• [SHORT TASK]
Update the material below, swapping "wildlife camera-trap tally" for "landmark survey" everywhere it occurs and leaving every other character as it is.

• [INPUT]
───

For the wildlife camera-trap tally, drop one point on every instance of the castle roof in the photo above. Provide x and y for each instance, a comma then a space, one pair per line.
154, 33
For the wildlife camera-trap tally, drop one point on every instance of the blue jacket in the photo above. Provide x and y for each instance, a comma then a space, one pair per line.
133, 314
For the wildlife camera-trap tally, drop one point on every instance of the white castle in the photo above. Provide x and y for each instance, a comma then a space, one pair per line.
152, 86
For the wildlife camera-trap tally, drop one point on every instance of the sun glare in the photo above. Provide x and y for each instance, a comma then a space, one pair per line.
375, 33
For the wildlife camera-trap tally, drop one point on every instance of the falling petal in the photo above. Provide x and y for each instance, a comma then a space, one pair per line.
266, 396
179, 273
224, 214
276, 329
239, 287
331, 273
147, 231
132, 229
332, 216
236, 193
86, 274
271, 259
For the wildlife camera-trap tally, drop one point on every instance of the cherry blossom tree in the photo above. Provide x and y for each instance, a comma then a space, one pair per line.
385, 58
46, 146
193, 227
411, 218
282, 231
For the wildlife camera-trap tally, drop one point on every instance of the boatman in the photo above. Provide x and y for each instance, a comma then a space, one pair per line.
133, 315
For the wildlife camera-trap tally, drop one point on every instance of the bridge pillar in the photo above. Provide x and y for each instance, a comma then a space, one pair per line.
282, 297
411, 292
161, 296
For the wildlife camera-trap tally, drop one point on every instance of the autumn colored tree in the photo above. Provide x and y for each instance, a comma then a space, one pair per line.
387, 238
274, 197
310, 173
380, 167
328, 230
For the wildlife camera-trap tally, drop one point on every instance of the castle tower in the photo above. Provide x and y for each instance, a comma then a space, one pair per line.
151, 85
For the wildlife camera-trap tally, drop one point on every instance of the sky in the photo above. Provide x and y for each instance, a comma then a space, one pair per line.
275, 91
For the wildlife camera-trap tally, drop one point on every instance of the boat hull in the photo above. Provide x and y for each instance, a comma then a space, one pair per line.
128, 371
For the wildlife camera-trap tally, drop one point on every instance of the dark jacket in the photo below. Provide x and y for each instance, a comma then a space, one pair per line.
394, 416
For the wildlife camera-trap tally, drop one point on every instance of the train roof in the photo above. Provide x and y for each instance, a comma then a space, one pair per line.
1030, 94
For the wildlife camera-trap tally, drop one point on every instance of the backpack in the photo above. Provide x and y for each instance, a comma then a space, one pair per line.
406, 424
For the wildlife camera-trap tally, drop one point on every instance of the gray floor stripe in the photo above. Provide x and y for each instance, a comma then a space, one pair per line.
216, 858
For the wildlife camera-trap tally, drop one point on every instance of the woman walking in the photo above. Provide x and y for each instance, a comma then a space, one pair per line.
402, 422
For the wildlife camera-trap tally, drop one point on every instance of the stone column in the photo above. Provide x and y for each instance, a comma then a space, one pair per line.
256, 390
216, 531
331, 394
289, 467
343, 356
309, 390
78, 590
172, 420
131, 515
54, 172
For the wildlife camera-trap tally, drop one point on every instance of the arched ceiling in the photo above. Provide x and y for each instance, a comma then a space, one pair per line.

───

• [TASK SOLUTION]
For the landmark survey, drop one point on every instance of the castle roof in the photo above. Provide x and y for each instance, a comma then a space, one pair per line.
154, 33
For the landmark survey, drop one point on every instance of the blue jacket in the photo above. Provide x and y for each instance, a comma then a space, one pair per line.
133, 314
For the landmark survey, drop one point on every instance of the white castle in the photo above. Provide x and y for each instance, a comma then a space, one pair per line.
152, 86
For the landmark survey, drop one point on every instance of the sun glare in the photo above. Provide x and y for each instance, a comma then a space, one pair per line.
375, 33
For the landmark survey, drop one point on every instance of the falling petal in the photo above. Provide x and y for each instance, a comma then a space, one pair per line.
266, 396
179, 273
224, 214
276, 329
239, 287
331, 273
147, 231
132, 229
332, 216
236, 193
86, 274
271, 259
For the landmark survey, drop one point on every instance of the cherry blossom tree in the photo above. Provide x and y for each instance, a comma then a space, one pair per line.
385, 58
46, 146
193, 227
411, 218
282, 231
For the landmark survey, drop one point on every instance of the boatman in the photo above. Provide x and y for each instance, a comma then a space, one pair per line.
133, 315
For the landmark survey, drop one point on every instance of the bridge pillar in the photo above. Provide x and y for each instance, a comma then a space, one pair per line.
282, 297
411, 292
161, 296
For the landmark survey, drop one point on every instance of the autumn colored tree in the photo above. Provide x and y for each instance, a comma then a space, one pair per line.
387, 238
274, 197
310, 173
380, 167
328, 230
For the landmark survey, drop one point on every instance of the castle tower in the photo above. Provide x and y for each instance, a comma then a space, one pair per line.
151, 85
For the landmark survey, drop one point on every instance of the sky in the photo above. Provide x and y for each instance, a comma then a space, one pair per line.
275, 91
For the landmark survey, drop one point on every instance of the boat hull in the photo above. Provide x and y for each instance, a comma then a space, one pair per line.
128, 371
For the landmark survey, drop one point on every instance of the dark jacket in the photo below. Provide x and y for each instance, a comma then a space, one pair per line.
394, 416
For the landmark survey, drop one point on every instance of the train roof in the photo above. Provide x and y for each instance, a comma then a space, one pair per line.
1030, 94
For the landmark survey, drop one point on every instance of the backpack in the photo above. Provide x and y for each instance, a comma then a space, one pair per line.
406, 424
For the landmark survey, drop one point on every instance of the gray floor stripe in the photo above. Provide x and y for each instance, a comma then a space, one pair per line.
216, 858
For the landmark survey, drop one point on every instance of the woman walking in the photo above. Provide x and y for each instance, a comma then a space, one pair per line.
402, 422
For the landmark survey, drop one point on every instance of the stone column in the photo above. Provide x and y for each instance, a comma then a space, one pair per line.
256, 390
216, 531
331, 394
289, 467
343, 356
309, 390
78, 590
172, 420
131, 515
54, 172
For the landmark survey, drop one point on every instance of the arched ceiling in the photo above. Provide x and y for each instance, a comma then a space, one pair per line.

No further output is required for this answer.